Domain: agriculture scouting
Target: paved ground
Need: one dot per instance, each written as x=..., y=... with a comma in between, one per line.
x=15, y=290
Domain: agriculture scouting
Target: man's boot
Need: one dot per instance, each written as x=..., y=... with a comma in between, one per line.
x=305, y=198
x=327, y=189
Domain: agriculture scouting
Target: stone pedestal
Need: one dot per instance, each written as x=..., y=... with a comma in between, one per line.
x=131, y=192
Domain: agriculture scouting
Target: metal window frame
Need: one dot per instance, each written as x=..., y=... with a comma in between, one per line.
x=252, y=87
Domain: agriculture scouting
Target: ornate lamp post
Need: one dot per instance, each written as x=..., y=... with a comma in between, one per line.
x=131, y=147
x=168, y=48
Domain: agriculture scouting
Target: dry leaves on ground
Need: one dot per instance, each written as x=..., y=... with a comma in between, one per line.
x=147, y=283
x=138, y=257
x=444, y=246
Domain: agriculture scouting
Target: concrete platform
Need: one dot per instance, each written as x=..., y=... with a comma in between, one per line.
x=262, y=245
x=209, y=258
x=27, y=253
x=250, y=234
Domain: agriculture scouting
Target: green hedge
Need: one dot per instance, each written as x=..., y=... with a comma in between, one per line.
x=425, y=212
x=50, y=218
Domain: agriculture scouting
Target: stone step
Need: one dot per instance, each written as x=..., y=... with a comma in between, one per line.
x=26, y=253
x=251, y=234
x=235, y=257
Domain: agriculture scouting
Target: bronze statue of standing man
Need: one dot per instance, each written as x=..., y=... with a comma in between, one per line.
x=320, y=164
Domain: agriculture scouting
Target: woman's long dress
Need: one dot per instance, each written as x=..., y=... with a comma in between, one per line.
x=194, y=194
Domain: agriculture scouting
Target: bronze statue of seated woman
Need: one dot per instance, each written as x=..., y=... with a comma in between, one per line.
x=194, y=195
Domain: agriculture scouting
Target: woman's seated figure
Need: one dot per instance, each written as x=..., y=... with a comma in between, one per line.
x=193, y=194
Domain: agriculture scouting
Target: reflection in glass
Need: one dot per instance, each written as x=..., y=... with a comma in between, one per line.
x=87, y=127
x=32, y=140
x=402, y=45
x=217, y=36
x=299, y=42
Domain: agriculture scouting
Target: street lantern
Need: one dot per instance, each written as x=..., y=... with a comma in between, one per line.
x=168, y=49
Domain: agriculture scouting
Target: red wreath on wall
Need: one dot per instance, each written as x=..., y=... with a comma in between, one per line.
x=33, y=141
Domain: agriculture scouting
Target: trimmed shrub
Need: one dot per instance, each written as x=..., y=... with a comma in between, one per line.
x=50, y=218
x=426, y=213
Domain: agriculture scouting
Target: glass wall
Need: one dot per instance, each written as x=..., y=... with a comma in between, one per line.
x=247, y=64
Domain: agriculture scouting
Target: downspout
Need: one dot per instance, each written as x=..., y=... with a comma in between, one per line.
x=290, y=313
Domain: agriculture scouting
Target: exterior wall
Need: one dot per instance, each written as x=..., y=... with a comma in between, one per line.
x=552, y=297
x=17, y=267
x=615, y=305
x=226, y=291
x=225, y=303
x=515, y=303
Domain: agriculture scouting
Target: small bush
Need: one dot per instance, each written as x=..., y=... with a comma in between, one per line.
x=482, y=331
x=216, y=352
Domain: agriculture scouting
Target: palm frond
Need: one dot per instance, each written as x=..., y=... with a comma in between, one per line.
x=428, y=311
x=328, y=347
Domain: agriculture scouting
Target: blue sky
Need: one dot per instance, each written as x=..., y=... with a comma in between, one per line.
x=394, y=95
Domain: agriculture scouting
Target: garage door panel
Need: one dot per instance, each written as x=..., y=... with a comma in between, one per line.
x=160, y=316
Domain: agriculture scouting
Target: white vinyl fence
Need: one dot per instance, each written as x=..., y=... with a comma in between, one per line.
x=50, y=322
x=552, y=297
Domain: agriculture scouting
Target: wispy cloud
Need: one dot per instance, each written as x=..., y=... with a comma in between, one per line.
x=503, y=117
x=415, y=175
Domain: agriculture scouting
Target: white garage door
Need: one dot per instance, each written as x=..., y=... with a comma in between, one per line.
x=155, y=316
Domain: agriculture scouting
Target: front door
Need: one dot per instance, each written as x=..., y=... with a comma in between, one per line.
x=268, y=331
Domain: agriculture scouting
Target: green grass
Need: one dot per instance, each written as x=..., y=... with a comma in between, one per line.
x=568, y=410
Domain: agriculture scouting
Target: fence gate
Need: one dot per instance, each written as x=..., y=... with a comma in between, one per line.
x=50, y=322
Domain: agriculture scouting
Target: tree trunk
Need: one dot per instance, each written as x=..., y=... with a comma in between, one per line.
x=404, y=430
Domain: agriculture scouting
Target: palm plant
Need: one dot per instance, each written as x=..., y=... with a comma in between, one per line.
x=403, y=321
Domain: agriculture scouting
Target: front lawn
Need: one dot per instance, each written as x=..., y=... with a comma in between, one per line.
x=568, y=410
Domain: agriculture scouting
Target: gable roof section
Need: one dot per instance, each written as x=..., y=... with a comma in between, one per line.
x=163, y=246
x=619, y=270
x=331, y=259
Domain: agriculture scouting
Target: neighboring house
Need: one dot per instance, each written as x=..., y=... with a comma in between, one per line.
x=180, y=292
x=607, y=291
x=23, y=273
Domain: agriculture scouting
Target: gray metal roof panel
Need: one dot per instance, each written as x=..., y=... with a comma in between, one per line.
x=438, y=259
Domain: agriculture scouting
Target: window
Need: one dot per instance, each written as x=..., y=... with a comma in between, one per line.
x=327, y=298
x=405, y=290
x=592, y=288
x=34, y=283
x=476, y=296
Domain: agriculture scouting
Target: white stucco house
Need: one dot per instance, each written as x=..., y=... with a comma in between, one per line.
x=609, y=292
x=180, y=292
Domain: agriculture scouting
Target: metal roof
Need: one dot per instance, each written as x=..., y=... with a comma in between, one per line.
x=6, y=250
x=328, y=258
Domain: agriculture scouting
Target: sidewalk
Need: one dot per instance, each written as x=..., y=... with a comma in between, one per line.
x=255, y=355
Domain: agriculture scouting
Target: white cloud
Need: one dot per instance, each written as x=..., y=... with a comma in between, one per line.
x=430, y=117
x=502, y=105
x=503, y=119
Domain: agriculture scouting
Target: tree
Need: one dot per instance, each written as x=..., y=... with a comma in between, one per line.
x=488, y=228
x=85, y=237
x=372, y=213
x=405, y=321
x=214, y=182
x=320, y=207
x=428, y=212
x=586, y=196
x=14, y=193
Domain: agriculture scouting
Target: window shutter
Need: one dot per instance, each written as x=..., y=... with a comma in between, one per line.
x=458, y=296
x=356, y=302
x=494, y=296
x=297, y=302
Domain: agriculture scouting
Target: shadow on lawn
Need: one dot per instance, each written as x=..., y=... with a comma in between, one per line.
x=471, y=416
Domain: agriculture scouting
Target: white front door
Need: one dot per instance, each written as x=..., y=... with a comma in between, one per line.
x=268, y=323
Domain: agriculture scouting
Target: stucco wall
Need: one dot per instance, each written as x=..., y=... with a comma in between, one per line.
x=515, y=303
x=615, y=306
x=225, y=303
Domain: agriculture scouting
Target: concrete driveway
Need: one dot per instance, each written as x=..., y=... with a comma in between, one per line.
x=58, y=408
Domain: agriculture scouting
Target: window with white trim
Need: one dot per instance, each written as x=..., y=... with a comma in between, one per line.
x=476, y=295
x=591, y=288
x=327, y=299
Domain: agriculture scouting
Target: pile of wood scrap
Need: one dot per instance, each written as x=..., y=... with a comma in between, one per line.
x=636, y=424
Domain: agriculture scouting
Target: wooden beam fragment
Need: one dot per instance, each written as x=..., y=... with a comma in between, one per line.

===

▶ _Stated exercise_: Count the lines in the entries above that contain the word "woman". Give only the number.

▶ _Result for this task_: 3